▶ [EXTRAIT À LIRE]
+===+
Après 10 ans aux USA, nous avons pu venir en Autriche car les origines de mon épouse nous permettent de recevoir la nationalité autrichienne. C’est un privilège dont beaucoup de vénézuéliens ne peuvent pas jouir.

Quel regard poses-tu sur ce chemin ?

Si on regarde cela d’un point de vue positif, ces évènements nous ont permis de grandir en tant que famille et de tenir compte davantage les uns des autres à travers des chemins qui étaient tout sauf faciles.

Par ailleurs, le Vénézuela était un pays où il existait beaucoup de vices et de corruption, et ces épreuves nous aident à voir que le chemin est possible autrement. Je crois qu’on a vu déjà le pire et j’espère qu’il ne sera pas nécessaire d’en voir davantage pour que le peuple change. Mais une fois que ces épreuves seront passées, et j’espère que ce sera rapide, je pense que nous serons face à un nouveau Venezuela. Il est parfois nécessaire de vivre de telles choses pour être une personne nouvelle.
+===+
▶ [INFORMATIONS FOURNIES]
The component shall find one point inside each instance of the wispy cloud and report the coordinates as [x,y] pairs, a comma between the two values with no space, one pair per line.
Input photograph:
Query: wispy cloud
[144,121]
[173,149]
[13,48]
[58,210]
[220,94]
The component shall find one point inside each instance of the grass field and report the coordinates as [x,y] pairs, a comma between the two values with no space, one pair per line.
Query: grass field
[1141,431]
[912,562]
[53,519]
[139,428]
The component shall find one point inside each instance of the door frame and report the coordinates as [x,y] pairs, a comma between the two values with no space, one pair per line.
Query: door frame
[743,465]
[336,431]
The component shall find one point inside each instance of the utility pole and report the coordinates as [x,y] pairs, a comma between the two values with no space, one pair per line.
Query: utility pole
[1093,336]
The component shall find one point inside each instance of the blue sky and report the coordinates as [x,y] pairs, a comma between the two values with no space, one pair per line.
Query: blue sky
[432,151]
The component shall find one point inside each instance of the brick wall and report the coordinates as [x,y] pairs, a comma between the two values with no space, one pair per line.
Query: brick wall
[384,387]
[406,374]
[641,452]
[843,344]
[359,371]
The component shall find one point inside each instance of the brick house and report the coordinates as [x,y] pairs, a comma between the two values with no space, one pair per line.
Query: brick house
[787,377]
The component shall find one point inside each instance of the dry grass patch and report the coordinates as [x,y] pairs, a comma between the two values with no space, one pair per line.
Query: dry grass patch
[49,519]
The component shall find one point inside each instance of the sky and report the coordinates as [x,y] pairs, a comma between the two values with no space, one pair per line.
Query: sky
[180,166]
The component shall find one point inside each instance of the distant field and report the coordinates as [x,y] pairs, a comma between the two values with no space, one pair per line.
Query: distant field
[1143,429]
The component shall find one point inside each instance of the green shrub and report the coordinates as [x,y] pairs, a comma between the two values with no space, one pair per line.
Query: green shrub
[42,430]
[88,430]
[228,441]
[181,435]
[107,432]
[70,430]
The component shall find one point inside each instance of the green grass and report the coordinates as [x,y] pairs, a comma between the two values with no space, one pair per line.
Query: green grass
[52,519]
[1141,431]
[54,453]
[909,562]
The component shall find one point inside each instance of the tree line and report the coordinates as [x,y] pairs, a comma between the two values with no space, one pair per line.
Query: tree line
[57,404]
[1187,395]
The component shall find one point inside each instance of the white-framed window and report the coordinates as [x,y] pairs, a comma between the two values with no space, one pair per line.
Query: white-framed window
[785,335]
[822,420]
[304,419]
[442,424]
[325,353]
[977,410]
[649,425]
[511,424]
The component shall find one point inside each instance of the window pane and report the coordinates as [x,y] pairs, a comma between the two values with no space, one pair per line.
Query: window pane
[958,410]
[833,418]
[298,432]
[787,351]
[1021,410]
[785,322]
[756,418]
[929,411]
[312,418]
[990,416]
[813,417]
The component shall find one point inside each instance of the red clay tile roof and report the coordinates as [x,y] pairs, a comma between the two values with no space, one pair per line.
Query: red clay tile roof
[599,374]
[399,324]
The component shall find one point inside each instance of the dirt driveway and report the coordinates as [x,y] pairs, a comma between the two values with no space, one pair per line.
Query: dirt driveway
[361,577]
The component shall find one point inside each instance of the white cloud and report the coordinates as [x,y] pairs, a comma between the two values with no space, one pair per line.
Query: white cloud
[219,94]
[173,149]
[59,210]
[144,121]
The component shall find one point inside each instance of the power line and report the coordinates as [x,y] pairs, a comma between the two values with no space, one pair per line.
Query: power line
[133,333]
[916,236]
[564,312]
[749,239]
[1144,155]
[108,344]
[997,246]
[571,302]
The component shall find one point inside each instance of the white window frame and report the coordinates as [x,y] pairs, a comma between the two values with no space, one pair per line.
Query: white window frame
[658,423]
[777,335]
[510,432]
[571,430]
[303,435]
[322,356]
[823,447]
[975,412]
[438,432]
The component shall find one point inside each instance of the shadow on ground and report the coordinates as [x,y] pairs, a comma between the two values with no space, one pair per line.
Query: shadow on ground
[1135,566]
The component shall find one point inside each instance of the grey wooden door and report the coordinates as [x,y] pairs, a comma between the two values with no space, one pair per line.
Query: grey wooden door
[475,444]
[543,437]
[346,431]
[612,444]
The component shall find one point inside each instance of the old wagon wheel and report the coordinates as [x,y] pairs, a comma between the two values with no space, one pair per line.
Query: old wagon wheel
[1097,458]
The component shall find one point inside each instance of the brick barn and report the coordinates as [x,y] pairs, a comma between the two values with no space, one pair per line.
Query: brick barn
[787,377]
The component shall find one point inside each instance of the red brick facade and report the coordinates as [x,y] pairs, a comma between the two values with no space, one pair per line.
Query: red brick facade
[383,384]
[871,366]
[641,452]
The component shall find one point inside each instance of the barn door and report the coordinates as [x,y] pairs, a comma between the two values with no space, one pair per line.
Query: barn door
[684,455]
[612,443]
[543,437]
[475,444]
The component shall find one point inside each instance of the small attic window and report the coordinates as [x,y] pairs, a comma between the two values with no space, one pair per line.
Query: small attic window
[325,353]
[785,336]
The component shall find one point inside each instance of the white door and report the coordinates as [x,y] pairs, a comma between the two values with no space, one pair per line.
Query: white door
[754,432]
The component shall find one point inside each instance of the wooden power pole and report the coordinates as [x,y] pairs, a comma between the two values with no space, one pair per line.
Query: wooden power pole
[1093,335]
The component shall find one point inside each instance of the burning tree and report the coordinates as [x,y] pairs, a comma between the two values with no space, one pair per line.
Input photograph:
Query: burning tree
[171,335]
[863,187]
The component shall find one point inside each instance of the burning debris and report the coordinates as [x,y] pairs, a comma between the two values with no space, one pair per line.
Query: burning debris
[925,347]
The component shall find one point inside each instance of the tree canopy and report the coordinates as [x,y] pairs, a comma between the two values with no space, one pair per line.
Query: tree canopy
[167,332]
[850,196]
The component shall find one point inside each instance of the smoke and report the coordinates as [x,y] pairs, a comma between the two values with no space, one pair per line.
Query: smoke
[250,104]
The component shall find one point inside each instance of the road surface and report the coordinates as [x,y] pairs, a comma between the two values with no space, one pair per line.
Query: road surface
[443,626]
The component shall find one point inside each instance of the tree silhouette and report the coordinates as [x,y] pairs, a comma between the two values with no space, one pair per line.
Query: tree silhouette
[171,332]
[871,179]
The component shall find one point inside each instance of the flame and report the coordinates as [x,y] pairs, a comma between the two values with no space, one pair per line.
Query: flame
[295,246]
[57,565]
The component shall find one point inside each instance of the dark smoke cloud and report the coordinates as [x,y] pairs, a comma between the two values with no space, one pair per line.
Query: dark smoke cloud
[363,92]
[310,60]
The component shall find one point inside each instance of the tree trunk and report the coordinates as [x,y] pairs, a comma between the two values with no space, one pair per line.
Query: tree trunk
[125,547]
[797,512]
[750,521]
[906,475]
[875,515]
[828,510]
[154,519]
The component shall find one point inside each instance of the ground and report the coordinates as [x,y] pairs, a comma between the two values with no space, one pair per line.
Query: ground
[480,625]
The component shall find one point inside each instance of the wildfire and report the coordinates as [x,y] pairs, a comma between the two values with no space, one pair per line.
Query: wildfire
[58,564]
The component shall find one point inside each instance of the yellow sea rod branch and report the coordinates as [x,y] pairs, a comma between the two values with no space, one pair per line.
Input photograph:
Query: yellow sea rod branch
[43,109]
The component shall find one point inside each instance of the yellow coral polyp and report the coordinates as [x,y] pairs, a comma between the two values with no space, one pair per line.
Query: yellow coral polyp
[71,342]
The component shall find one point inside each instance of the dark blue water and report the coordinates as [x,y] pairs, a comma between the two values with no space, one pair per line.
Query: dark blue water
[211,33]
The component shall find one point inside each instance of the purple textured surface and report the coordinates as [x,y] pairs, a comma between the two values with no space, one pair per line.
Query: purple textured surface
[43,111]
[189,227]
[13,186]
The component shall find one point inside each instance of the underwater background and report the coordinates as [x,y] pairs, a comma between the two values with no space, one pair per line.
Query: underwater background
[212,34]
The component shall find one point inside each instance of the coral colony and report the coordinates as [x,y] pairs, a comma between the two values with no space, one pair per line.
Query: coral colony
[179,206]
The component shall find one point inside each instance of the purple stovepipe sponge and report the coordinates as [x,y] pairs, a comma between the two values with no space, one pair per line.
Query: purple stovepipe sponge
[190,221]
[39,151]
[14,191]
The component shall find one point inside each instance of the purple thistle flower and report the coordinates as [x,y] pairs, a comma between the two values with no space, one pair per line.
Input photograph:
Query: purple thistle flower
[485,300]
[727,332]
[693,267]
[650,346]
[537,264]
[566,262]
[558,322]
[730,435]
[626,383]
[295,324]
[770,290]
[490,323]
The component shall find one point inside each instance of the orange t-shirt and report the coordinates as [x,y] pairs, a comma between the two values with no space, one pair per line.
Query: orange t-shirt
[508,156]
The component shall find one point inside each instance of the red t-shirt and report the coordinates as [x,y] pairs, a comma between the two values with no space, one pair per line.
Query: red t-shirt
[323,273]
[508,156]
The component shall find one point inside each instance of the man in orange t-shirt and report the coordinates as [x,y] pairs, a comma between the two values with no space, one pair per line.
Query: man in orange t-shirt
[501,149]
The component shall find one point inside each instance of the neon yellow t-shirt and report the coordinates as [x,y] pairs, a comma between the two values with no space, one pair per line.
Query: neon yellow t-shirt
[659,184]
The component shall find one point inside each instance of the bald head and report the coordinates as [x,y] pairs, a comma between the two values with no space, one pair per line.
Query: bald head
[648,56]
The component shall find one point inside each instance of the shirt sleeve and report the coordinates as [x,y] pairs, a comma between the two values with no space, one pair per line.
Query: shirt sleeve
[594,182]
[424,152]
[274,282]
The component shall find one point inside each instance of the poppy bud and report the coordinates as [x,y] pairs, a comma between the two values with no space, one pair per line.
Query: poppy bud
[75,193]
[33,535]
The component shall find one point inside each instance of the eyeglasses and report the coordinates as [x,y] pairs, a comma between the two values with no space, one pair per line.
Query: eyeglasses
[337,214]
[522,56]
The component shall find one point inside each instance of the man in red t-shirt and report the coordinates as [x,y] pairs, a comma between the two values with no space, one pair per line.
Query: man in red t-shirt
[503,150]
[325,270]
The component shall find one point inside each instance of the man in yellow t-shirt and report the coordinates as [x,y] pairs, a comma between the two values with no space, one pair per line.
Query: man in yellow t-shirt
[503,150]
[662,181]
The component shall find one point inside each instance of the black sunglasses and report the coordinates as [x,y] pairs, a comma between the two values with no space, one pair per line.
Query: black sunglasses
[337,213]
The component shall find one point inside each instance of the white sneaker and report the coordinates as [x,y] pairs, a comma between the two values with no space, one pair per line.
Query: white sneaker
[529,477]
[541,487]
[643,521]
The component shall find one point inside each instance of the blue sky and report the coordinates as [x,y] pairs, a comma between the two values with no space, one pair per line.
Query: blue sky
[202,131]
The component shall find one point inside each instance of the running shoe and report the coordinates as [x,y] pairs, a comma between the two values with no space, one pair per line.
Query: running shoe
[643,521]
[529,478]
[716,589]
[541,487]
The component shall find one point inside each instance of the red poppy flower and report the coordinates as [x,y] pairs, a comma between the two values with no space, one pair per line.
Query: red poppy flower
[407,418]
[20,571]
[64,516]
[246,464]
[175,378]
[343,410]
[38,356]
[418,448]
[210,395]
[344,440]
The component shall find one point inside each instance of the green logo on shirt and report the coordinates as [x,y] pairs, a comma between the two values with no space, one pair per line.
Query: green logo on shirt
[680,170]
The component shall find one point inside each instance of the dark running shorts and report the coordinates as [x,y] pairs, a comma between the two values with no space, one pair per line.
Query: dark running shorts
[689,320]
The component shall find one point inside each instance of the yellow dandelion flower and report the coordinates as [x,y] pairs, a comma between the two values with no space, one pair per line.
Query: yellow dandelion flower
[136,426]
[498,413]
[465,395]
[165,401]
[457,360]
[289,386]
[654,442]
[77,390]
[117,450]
+===+
▶ [CONSIGNE] Citez tous les pays nommés dans l'extrait à lire.

▶ [BONNE RÉPONSE] Les USA, l'Autriche et le Vénézuela.